-- start of Passage given --

Sometimes, the regular language you want is not a sub-language, but a super-language. Suppose we wanted to write a regular expression that would accept all legal arithmetic expressions and as few other strings as possible. (If you’re defining a simple type for arithmetic expressions, you don’t want it rejecting things just because the parentheses are nested too deep. So you need a superlanguage, not a sub-language.) The nature of the context-free / regular distinction is that such a super-language would not require parentheses to match up correctly. But it should be possible to enforce some of the other rules relating to parentheses: we want strings like “(3 +)” or “4 (* x)” to be rejected, because in the original grammar operators are not allowed to be adjacent to parentheses in this way, and you don’t need a context-free grammar to enforce those rules.

As it happens, the regular expression (*d+()|[+-*/]d+)* comes pretty close to capturing the rules. (For simplicity, I have just written “d+” for the places where the original grammar has NUM or VAR-REF.) That is, unless I have botched something somewhere, any string legal against the original grammar will be legal against this regular expression, and nothing else will except strings that would be correct except that their parentheses are messed up.

Towards a method

Given a particular context-free grammar, it’s generally possible to sit down with it and cipher out how to dumb it down into a regular grammar for fixed depth, or a regular grammar for arbitrary depth but no checks on parenthesis nesting. But how do you do it for arbitrary grammars, methodically and mechanically? How do you reduce it to code?

I daresay it’s in the literature, but I haven’t read much of the relevant literature; I expect to, when I can, but it was more fun to try to solve the problem from scratch, armed only with Grune and Jacobs’ concise description

Even (finite) context-dependency can be incorporated: for languages that require the verb to agree in number with the subject, we duplicate the first rule:

MainClause -->
SubjectSingular VerbSingular Object
| SubjectPlural VerbPlural Object

and duplicate the rest of the grammar accordingly. The result is still regular…. We replicate the grammar the desired number of times and remove the possibility of further levels from the deepest level. Then the deepest level is regular, which makes the other levels regular in turn. the resulting grammar will be huge but regular and will be able to profit fom all simple and efficient techniques known for regular grammars. The required duplications and modifications are mechanical and can be one by a program.

-- end of Passage given --
-- start of Raw data --

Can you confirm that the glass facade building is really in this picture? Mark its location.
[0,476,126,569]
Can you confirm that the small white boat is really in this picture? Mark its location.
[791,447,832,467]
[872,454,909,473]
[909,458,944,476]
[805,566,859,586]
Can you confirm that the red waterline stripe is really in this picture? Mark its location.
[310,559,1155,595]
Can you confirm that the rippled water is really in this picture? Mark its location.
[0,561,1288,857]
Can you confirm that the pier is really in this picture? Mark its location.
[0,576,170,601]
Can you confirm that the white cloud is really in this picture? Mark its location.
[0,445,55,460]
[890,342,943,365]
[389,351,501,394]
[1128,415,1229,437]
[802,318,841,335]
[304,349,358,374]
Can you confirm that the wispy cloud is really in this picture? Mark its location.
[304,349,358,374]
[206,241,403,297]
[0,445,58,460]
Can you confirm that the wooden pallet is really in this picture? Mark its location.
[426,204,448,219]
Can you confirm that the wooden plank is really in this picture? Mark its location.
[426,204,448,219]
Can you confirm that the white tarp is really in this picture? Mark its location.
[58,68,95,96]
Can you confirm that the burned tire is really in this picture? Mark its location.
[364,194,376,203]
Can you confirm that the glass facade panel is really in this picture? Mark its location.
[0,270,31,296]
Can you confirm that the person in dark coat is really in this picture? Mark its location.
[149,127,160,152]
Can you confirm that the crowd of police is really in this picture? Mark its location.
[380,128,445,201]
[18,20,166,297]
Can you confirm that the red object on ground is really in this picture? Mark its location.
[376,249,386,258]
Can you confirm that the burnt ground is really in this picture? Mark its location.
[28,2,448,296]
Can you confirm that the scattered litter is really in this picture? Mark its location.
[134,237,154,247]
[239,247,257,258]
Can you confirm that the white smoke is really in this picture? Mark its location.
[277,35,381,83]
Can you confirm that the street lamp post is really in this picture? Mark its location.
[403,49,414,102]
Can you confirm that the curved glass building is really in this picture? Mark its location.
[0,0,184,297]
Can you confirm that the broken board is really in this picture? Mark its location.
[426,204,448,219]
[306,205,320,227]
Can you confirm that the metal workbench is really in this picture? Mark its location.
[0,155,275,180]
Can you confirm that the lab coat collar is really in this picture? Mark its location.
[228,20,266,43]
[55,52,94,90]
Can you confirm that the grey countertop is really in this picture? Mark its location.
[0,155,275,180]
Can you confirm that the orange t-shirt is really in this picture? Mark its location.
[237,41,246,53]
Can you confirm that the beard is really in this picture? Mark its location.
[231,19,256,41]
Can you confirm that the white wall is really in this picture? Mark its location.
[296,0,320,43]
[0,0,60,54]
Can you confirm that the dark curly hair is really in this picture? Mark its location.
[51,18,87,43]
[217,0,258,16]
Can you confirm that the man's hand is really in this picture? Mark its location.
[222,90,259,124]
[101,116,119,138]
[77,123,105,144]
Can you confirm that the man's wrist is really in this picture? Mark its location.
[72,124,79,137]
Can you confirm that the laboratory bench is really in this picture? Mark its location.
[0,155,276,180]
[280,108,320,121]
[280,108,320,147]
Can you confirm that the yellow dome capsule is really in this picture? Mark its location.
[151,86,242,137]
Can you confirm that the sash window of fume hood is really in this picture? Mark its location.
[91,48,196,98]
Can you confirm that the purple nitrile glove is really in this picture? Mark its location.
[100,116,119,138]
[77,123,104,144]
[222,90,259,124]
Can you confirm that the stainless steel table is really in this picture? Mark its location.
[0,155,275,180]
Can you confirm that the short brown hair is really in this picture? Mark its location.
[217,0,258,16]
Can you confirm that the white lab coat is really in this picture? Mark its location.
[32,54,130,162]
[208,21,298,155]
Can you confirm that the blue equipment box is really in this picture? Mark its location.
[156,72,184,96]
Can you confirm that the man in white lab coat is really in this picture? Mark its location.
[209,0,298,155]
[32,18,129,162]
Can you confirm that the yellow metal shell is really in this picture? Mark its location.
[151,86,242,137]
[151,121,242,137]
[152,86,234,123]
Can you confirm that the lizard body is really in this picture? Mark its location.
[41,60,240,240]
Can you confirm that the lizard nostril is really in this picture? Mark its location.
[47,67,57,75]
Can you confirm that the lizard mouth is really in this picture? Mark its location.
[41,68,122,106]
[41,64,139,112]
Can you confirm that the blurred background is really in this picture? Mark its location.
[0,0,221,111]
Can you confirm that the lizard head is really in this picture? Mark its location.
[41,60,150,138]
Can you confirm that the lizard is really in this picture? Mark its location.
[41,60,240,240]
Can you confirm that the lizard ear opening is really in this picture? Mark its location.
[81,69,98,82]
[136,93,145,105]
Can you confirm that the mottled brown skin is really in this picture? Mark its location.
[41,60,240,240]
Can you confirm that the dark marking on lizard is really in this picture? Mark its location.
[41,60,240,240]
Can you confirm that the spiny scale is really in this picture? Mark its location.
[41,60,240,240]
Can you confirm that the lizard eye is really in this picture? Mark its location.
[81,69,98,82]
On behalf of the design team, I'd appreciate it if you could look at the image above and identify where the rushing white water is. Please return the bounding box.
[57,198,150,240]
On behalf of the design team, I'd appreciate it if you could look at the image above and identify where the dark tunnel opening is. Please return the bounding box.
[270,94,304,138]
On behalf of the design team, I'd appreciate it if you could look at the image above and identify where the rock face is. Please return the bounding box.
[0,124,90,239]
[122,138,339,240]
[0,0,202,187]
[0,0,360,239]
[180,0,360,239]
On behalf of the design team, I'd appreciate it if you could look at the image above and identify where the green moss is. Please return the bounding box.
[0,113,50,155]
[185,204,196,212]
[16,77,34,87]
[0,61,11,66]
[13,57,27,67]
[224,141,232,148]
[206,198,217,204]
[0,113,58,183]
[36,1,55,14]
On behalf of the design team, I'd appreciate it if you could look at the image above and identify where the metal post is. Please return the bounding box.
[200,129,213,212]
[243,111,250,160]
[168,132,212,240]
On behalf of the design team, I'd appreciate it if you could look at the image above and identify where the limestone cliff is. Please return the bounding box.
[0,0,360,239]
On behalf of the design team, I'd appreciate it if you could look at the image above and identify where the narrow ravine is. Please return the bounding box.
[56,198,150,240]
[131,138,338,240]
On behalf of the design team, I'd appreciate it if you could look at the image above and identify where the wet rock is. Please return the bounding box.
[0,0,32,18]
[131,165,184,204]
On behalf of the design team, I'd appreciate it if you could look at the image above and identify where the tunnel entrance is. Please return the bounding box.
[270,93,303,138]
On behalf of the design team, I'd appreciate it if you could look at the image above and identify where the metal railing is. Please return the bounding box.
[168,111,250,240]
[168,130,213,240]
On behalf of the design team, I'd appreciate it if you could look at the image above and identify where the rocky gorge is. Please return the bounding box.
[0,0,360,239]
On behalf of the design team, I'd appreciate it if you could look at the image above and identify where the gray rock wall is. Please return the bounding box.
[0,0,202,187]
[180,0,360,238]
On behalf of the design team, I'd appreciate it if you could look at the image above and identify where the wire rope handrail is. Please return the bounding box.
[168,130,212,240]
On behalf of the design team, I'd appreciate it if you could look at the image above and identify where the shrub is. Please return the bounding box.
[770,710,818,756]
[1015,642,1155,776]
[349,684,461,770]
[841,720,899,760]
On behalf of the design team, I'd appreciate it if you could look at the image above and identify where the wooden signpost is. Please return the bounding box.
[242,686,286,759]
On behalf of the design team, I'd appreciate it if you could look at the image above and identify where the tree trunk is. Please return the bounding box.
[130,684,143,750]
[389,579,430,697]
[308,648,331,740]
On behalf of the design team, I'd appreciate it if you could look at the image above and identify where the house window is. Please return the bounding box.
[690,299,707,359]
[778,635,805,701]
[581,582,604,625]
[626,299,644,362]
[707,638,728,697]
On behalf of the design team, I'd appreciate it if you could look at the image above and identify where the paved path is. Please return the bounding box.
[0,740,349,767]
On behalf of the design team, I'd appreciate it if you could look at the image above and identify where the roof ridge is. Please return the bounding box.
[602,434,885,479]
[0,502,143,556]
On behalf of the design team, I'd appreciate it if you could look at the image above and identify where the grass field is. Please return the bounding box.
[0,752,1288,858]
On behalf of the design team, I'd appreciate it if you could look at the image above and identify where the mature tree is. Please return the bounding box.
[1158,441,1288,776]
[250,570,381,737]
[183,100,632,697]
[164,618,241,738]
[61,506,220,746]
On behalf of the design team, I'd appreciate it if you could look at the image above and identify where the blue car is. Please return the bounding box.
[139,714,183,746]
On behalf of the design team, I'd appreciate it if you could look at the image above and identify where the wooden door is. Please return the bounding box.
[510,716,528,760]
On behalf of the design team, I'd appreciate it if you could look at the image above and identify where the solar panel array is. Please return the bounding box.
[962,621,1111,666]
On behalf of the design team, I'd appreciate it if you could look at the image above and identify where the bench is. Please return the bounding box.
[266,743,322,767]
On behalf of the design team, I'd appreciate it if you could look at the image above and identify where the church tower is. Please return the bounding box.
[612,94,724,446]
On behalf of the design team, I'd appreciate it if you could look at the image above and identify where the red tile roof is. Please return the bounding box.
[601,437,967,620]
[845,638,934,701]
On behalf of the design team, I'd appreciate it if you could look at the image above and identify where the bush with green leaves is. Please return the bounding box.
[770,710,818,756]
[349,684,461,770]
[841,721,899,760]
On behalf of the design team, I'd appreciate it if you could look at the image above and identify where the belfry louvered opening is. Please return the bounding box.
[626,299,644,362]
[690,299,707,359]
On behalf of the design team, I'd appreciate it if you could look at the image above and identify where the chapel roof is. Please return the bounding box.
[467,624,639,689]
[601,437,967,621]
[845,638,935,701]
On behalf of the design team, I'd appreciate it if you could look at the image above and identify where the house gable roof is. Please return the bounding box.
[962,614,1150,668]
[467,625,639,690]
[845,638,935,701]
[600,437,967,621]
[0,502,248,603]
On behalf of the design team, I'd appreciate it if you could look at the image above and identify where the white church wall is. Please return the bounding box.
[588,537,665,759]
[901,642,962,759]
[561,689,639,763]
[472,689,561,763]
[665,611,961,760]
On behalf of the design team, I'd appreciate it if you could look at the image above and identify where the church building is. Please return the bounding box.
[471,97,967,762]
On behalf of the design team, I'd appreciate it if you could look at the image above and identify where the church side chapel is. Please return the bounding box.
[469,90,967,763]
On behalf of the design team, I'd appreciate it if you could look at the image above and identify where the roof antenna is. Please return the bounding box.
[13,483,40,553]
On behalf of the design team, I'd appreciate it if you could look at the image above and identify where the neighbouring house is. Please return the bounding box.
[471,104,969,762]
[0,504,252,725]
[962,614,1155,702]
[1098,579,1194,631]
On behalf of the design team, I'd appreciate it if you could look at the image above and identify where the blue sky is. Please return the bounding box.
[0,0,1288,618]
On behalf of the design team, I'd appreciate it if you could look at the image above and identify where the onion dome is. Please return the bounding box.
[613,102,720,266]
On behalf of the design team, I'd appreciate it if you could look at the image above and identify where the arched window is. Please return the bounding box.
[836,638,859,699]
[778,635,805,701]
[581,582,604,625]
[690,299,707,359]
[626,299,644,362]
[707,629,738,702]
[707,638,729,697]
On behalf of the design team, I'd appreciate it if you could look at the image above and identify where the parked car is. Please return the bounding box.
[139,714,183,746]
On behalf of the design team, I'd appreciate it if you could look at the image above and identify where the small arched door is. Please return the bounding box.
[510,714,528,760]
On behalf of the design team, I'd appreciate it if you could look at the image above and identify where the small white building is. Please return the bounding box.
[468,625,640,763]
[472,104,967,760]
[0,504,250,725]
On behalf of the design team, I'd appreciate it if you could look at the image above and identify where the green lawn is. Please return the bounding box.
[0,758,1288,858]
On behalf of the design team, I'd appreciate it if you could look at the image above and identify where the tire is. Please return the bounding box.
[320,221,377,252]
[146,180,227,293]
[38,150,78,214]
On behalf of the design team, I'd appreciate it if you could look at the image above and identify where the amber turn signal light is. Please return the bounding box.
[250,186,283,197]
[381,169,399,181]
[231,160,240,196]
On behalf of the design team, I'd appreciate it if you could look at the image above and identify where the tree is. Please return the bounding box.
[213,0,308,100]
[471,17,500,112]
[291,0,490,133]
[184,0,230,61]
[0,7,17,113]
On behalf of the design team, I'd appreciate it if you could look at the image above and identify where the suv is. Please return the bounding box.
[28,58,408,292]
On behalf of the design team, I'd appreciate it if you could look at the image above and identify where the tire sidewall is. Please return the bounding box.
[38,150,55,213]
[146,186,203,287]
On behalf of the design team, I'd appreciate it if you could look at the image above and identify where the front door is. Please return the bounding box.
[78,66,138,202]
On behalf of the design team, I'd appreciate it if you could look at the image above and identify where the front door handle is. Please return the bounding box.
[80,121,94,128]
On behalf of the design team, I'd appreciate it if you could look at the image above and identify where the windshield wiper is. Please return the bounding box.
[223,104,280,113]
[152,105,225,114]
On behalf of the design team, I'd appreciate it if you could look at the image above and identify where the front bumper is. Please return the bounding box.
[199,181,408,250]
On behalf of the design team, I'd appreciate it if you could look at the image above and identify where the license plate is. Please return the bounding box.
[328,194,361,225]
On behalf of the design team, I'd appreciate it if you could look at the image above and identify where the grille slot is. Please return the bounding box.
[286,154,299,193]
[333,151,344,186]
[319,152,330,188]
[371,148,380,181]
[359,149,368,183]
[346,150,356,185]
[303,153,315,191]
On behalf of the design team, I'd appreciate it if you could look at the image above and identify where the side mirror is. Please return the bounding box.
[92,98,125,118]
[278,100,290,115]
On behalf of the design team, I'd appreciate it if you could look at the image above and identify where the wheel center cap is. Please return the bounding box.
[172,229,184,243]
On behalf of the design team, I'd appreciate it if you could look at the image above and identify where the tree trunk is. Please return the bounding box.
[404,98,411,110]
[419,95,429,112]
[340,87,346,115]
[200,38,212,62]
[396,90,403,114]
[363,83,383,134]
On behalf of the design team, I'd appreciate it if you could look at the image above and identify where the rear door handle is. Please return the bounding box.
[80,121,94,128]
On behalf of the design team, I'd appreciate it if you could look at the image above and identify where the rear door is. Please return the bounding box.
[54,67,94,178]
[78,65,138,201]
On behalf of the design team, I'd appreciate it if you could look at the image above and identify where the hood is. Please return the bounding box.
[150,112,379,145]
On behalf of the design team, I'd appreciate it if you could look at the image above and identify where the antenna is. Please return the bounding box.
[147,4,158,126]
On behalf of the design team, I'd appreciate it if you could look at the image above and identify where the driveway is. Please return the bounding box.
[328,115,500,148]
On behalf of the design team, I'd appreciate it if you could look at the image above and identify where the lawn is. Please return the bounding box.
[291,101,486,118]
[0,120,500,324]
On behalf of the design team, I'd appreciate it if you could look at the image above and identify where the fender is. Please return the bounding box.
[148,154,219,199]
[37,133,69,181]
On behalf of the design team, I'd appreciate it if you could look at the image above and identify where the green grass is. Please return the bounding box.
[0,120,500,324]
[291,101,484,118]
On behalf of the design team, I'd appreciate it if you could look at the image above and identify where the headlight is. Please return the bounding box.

-- end of Raw data --

_Work instructions_
In the passage about approximating context-free grammars with regular ones, what does "d+" stand for in the regular expression it gives? None of these rows are needed.

_Exercise answer_
It stands for the places where the original grammar has NUM or VAR-REF.